To do:
1) Please reproduce the MEDCF excerpt from "The negative logarithm" up to and including "demonstrate its efficiency.".
2) According to the MEDCF excerpt, which algorithm can be used to optimize the loss function?
3) Decide whether each statement agrees with the MEDCF excerpt. Answer yes or no for each, and quote the words of the excerpt that decide it.
(a) The output label is 1 when user metadata r has interaction with item metadata s, and 0 otherwise.
(b) Equation (8) is equivalent to a mean squared error loss.
(c) Classification-based log loss is commonly applied in recommendation theory.

Provided text:

The implicit input feedback data is in the form of 0 or 1 and the output label \(y_{rs}^{M}\) is 1 if user metadata r has interaction with item metadata s otherwise 0. Considering this, MEDCF is build as a probabilistic model that constrains the model output \(\hat {y}_{rs}^{M}\) into the range of [0,1] denoting how likely user metadata r is relevant to item metadata s, and this can be achieved by using a sigmoid activation function for the output layer ϕout. With this setting, let us represent likelihood function as:

$$ p\left( Y^{\prime}, {Y}^{\prime -}|P^{\prime},Q^{\prime},\theta_{f}\right) = \prod\limits_{(r,s)\in{Y^{\prime}}} \hat{y}_{rs}^{M} \prod\limits_{(r,j)\in{Y^{\prime}}^{-}} \left( 1-\hat{y}_{rj}^{M}\right), $$
(7)

The negative logarithm of the above-mentioned likelihood function is:

$$ \begin{array}{@{}rcl@{}} L &=& {-}\sum\limits_{(r,s)\in{Y^{\prime}}} log\hat{y}_{rs}^{M} - \sum\limits_{(r,j)\in{Y^{\prime}}^{-}} log\left( 1-\hat{y}_{rj}^{M}\right)\\ & =& {-}\sum\limits_{(r,s)\in{Y^{\prime}}\cup{Y^{\prime}}^{-}} y_{rs}^{M}log\hat{y}_{rs}^{M} + \left( 1-y_{rs}^{M}\right)log\left( 1-\hat{y}_{rs}^{M}\right). \end{array} $$
(8)

It is the loss function to be minimized and to optimize it, the Stochastic Gradient Descent (SGD) algorithm can be used. Equation (8) is equivalent to the log loss or binary cross-entropy loss. Now using a likelihood model for MEDCF, recommendations is treated as a binary classification task with implicit feedback. Classification based log loss is seldom applied in recommendation theory, although here it is examined which demonstrate its efficiency.

Dataset extract:
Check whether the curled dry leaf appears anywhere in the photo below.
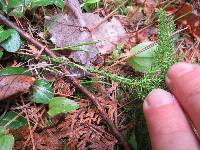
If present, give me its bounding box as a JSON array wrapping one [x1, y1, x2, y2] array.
[[47, 0, 126, 66], [0, 75, 35, 101]]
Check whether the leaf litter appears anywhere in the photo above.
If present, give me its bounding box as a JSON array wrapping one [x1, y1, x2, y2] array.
[[0, 0, 200, 150]]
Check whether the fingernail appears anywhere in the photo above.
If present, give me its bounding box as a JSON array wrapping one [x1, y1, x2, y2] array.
[[167, 62, 193, 81], [144, 89, 175, 108]]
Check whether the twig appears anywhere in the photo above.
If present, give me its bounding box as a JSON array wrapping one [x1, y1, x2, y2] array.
[[0, 14, 131, 150], [89, 0, 128, 31]]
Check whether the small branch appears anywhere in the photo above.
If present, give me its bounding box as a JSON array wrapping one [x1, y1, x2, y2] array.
[[0, 14, 131, 150], [89, 0, 128, 32]]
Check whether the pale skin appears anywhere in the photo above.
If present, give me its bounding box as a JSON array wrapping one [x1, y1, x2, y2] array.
[[143, 63, 200, 150]]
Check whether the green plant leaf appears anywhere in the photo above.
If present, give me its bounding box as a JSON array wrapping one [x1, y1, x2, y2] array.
[[31, 0, 64, 8], [0, 27, 11, 43], [31, 80, 53, 104], [0, 111, 27, 129], [0, 0, 8, 14], [0, 67, 31, 76], [1, 29, 21, 52], [0, 51, 3, 58], [84, 0, 100, 4], [128, 41, 158, 73], [0, 134, 14, 150], [48, 97, 79, 117], [54, 0, 65, 8]]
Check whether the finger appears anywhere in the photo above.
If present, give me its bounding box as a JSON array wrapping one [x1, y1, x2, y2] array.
[[143, 89, 200, 150], [166, 63, 200, 133]]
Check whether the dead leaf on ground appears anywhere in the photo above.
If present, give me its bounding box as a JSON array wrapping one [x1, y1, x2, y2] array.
[[47, 13, 126, 65], [45, 14, 98, 66], [54, 99, 117, 150], [0, 75, 35, 101], [84, 13, 127, 54]]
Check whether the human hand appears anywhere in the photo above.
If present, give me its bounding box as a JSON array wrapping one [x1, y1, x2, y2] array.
[[143, 63, 200, 150]]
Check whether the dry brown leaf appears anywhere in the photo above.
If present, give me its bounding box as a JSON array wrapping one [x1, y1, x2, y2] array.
[[0, 75, 35, 100]]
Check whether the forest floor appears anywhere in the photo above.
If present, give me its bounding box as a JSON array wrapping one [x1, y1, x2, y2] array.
[[0, 0, 200, 150]]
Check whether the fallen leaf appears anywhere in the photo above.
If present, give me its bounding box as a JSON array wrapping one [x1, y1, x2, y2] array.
[[0, 127, 15, 150], [166, 2, 200, 41], [47, 14, 98, 65], [47, 7, 126, 63], [84, 13, 127, 54], [0, 75, 35, 101], [0, 111, 27, 129]]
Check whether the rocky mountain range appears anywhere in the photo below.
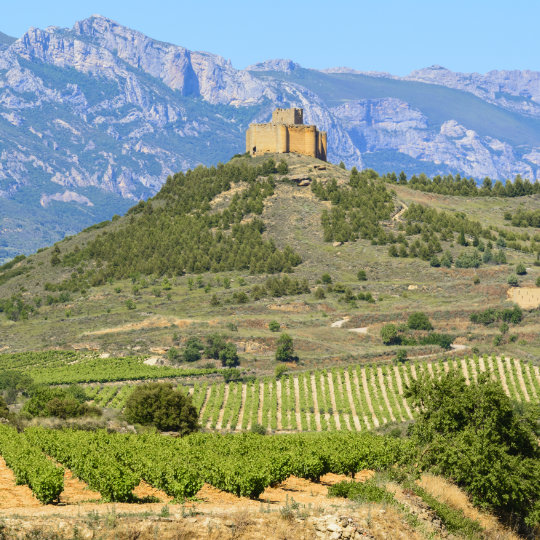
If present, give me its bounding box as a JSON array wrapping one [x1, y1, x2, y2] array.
[[0, 16, 540, 260]]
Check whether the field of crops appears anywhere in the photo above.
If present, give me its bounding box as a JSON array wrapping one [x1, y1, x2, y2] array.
[[0, 351, 219, 384], [93, 356, 540, 432], [0, 425, 409, 503]]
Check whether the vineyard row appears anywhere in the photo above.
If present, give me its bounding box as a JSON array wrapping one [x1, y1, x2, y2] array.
[[90, 356, 540, 432]]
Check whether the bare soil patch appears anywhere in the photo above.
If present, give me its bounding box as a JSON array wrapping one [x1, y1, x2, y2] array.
[[506, 287, 540, 309]]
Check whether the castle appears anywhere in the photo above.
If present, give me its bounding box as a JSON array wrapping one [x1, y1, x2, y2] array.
[[246, 108, 326, 161]]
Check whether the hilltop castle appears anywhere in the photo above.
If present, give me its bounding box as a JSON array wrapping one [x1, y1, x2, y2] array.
[[246, 108, 326, 161]]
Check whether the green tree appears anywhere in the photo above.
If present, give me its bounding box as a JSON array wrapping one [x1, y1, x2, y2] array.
[[277, 159, 289, 175], [0, 396, 9, 418], [507, 274, 519, 287], [276, 334, 296, 362], [268, 321, 281, 332], [219, 343, 240, 368], [406, 371, 540, 525], [381, 324, 401, 345], [124, 383, 199, 435], [407, 311, 433, 330]]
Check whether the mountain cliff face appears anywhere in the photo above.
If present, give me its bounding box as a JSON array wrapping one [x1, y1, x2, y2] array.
[[0, 16, 540, 260]]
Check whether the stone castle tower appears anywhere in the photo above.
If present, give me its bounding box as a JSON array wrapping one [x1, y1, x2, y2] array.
[[246, 108, 326, 161]]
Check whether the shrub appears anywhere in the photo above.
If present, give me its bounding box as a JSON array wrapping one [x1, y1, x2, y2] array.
[[407, 311, 433, 330], [276, 334, 296, 362], [396, 349, 407, 364], [328, 480, 394, 504], [381, 324, 401, 345], [276, 159, 289, 174], [507, 274, 519, 287], [268, 321, 281, 332], [420, 332, 454, 351], [0, 396, 9, 418], [182, 344, 201, 362], [406, 372, 540, 524], [274, 364, 289, 379], [219, 343, 240, 368], [313, 287, 326, 300], [167, 347, 180, 363], [251, 424, 266, 435], [221, 368, 242, 383], [124, 383, 199, 435]]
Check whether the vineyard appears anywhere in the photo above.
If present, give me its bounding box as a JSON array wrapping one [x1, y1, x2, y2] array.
[[88, 356, 540, 432], [0, 426, 409, 503], [0, 351, 219, 384]]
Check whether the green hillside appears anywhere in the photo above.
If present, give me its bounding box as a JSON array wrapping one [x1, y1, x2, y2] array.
[[252, 68, 540, 150]]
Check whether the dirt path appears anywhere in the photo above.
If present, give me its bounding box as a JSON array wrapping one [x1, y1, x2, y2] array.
[[273, 379, 283, 431], [487, 356, 498, 381], [0, 457, 41, 508], [302, 376, 316, 431], [199, 385, 212, 424], [501, 357, 522, 401], [257, 382, 264, 425], [461, 358, 471, 386], [353, 371, 372, 429], [216, 384, 230, 429], [285, 377, 294, 431], [478, 356, 486, 373], [326, 371, 341, 430], [361, 369, 380, 428], [235, 384, 247, 431], [387, 483, 448, 538], [497, 357, 511, 397], [533, 366, 540, 383], [311, 374, 321, 431], [523, 364, 538, 401], [377, 367, 396, 422], [82, 316, 197, 336], [394, 366, 412, 420], [514, 358, 531, 401], [60, 469, 101, 504], [293, 377, 302, 431], [330, 317, 350, 328], [319, 373, 333, 426], [343, 371, 362, 431], [468, 359, 478, 383], [392, 201, 409, 222], [386, 367, 406, 422]]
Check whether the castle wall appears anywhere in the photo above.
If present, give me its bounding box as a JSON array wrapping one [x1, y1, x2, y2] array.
[[272, 108, 304, 124], [246, 109, 327, 161]]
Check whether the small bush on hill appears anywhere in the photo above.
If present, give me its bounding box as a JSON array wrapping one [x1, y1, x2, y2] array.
[[276, 334, 296, 362], [406, 372, 540, 527], [381, 324, 401, 345], [407, 311, 433, 330], [124, 383, 199, 435]]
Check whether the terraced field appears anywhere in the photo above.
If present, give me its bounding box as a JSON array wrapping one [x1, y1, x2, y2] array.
[[93, 356, 540, 432]]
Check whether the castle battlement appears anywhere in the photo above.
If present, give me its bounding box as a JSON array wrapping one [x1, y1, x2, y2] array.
[[246, 108, 327, 161]]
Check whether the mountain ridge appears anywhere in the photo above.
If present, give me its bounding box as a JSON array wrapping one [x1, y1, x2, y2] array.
[[0, 15, 540, 259]]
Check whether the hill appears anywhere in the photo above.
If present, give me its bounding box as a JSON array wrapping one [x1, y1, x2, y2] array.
[[0, 154, 540, 362], [0, 154, 540, 538], [0, 16, 540, 261]]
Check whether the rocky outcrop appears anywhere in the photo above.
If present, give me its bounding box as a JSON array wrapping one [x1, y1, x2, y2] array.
[[0, 15, 540, 260]]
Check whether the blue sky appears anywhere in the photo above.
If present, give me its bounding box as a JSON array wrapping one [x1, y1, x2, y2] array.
[[0, 0, 540, 75]]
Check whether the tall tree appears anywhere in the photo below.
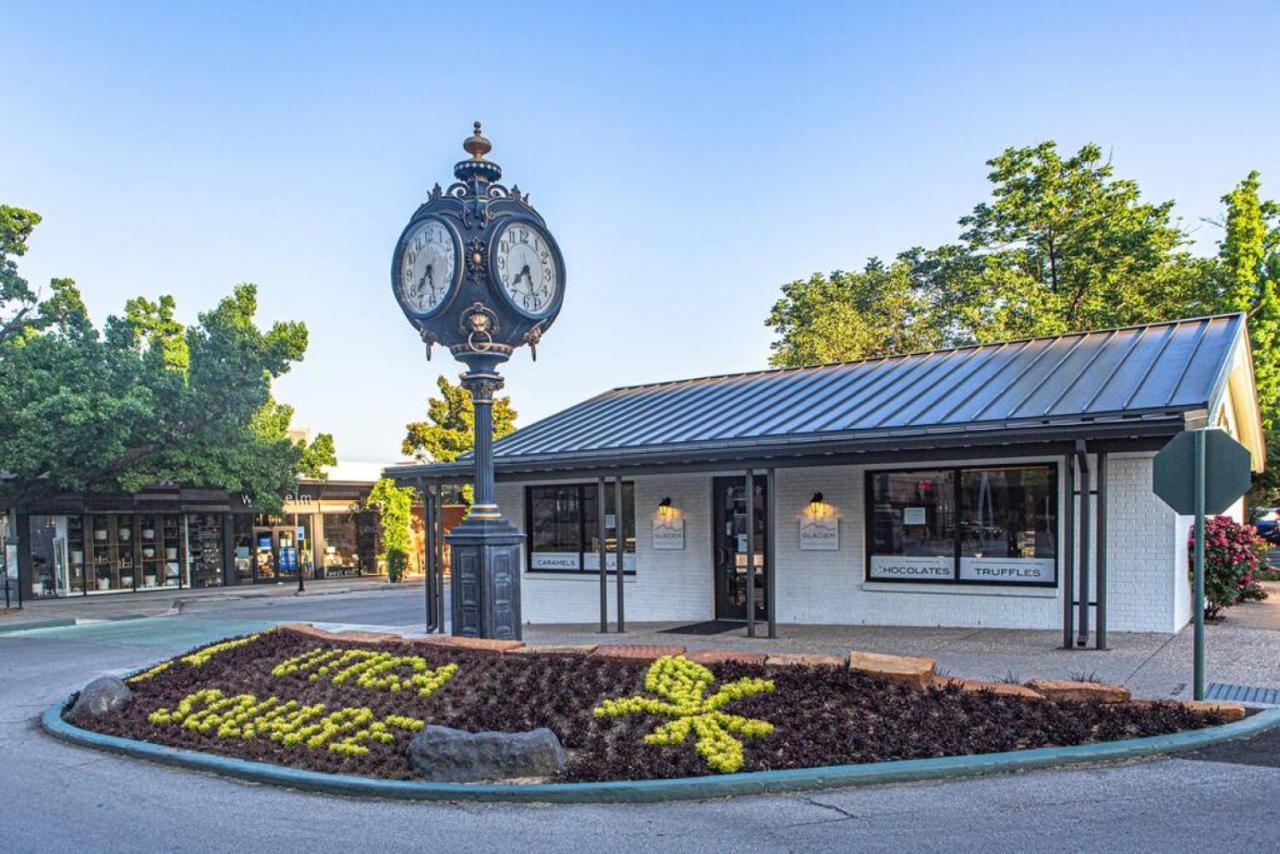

Written answers:
1)
The negative logarithm of the above-mentioned likelihood function is:

$$ \begin{array}{@{}rcl@{}} L &=& {-}\sum\limits_{(r,s)\in{Y^{\prime}}} log\hat{y}_{rs}^{M} - \sum\limits_{(r,j)\in{Y^{\prime}}^{-}} log\left( 1-\hat{y}_{rj}^{M}\right)\\ & =& {-}\sum\limits_{(r,s)\in{Y^{\prime}}\cup{Y^{\prime}}^{-}} y_{rs}^{M}log\hat{y}_{rs}^{M} + \left( 1-y_{rs}^{M}\right)log\left( 1-\hat{y}_{rs}^{M}\right). \end{array} $$
(8)

It is the loss function to be minimized and to optimize it, the Stochastic Gradient Descent (SGD) algorithm can be used. Equation (8) is equivalent to the log loss or binary cross-entropy loss. Now using a likelihood model for MEDCF, recommendations is treated as a binary classification task with implicit feedback. Classification based log loss is seldom applied in recommendation theory, although here it is examined which demonstrate its efficiency.

2) The Stochastic Gradient Descent (SGD) algorithm.

3)
(a) Yes: "is 1 if user metadata r has interaction with item metadata s otherwise 0"
(b) No: "Equation (8) is equivalent to the log loss or binary cross-entropy loss."
(c) No: "Classification based log loss is seldom applied in recommendation theory"